● **EXTRACT PROVIDED**:
# # # # #

Friday, June 12, 2009

Mexico Fiesta: Corpus Christi

11 June 2009: Last night we went to the Fiesta of "Corpus" in Tzintzuntzan, a nearby pueblo that with Pátzcuaro and Ihuatzio formed the three major centers of the pre-conquest Purépecha empire. We went with a new artist friend who lives in Zirahuen and met a young friend from Minneapolis, who has just graduated from the U. of Minnesota in Multicultural Studies (más o menos -- maybe Cross Cultural Studies; in any event she spent five months in Bangladesh and is as hooked on Mexican culture as we are). Here's my account of the Fiesta.

Feast of Corpus Cristi (Body of Christ): Established in the thirteenth century by Pope Urban IV, Corpus Cristi honors the presence of Christ in the sacrament of the Holy Eucharist. In Pátzcuaro and surrounding pueblos, this 100-year old local celebration of Corpus rests on an older indigenous festival of thanksgiving for the bounties of the past year while seeking blessing on the new plantings about to begin.

# # # # #

● **DIRECTION A**:
Does each statement below agree with the Corpus Christi account? (i) The feast of Corpus Christi was established by Pope Urban IV in the thirteenth century. (ii) The new artist friend lives in Pátzcuaro. (iii) The local celebration of Corpus in Pátzcuaro is 300 years old. Answer yes or no for each, and quote the words from the text that decide it.

(A run of records)
# # # # #

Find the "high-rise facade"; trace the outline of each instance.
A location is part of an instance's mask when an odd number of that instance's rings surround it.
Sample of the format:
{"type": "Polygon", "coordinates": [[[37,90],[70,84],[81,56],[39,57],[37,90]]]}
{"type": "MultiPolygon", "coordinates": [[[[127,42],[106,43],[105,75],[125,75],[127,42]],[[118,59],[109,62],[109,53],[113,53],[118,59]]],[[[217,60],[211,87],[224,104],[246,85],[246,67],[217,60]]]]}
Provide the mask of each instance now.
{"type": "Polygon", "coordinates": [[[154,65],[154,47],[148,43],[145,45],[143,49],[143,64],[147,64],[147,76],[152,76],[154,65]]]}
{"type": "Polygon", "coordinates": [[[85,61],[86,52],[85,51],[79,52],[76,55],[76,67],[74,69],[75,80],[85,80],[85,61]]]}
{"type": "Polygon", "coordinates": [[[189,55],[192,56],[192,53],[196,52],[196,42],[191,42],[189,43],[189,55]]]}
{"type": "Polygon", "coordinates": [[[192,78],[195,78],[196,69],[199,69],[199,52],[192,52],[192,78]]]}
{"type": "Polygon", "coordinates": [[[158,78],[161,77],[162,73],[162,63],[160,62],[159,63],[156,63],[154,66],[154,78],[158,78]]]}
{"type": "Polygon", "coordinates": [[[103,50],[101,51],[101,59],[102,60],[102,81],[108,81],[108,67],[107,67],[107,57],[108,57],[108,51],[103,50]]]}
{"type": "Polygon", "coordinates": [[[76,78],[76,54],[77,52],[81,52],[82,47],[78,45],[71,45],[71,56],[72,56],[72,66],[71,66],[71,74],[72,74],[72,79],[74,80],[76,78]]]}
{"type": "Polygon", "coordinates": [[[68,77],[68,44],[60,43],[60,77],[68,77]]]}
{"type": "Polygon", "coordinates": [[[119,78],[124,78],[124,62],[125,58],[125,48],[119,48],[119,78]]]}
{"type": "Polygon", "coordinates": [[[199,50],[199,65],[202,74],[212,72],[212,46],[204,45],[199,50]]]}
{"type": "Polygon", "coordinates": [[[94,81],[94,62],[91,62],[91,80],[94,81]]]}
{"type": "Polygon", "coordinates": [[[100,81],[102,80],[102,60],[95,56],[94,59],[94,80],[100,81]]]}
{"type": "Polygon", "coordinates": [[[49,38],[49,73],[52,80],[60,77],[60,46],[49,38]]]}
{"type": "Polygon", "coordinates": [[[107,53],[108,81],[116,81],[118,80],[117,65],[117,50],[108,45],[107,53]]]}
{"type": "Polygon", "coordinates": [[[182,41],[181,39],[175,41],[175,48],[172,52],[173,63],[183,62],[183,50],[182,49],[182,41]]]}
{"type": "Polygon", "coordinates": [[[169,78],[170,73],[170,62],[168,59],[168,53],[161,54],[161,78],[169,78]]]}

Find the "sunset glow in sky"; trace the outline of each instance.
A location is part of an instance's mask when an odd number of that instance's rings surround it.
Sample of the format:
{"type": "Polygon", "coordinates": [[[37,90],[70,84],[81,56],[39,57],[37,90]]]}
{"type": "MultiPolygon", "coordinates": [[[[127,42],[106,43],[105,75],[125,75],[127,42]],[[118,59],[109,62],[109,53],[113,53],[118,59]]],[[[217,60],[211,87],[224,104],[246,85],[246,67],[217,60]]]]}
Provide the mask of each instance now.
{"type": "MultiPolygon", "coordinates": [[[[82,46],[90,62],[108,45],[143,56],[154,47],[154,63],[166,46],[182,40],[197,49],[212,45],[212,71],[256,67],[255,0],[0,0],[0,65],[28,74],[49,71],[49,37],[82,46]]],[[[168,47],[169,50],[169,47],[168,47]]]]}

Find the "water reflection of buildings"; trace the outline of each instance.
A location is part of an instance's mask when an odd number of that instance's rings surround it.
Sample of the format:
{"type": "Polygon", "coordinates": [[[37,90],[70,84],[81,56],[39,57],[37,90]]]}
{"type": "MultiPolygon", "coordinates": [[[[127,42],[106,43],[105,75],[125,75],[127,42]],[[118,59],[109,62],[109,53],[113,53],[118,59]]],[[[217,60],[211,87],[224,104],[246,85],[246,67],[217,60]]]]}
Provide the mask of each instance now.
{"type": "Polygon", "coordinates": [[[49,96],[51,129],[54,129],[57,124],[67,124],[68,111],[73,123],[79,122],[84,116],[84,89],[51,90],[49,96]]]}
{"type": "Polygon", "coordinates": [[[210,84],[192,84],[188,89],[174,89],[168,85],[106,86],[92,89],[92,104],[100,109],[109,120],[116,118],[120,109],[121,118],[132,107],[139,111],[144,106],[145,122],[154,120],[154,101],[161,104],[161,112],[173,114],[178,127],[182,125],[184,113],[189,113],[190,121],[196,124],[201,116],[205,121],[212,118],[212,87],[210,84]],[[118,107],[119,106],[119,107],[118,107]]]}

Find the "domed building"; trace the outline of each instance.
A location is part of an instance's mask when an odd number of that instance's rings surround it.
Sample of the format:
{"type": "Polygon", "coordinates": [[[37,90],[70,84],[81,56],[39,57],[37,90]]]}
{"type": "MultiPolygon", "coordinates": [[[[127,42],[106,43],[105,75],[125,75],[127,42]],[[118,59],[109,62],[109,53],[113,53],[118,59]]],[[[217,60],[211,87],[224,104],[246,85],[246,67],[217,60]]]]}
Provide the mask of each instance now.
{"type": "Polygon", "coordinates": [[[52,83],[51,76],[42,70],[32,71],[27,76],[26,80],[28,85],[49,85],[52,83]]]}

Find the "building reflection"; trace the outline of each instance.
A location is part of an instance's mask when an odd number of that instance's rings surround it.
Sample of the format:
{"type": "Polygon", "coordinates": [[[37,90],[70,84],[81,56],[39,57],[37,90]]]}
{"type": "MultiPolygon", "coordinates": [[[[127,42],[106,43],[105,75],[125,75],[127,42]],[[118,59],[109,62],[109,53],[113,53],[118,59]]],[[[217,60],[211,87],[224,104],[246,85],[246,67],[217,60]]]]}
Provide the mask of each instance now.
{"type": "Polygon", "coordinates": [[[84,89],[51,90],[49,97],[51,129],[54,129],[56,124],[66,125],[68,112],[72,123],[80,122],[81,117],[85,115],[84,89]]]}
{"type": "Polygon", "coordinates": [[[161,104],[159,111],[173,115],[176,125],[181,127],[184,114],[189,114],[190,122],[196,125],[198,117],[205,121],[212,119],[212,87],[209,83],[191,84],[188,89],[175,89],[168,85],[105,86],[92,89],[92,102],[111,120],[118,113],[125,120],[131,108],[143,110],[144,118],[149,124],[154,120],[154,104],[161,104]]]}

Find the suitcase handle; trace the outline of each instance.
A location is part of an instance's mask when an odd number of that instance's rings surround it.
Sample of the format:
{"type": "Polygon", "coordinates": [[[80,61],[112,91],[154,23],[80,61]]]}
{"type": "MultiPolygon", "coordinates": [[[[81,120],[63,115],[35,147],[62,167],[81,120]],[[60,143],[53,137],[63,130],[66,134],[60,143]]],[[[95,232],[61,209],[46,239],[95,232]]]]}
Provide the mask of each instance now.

# # # # #

● **DIRECTION B**:
How many lines of the listing above contain the string "trace"? Case counts. Reply with the number only.

● **SOLUTION A**:
(i) Yes: "Established in the thirteenth century by Pope Urban IV"
(ii) No: "a new artist friend who lives in Zirahuen"
(iii) No: "this 100-year old local celebration of Corpus"

● **SOLUTION B**:
6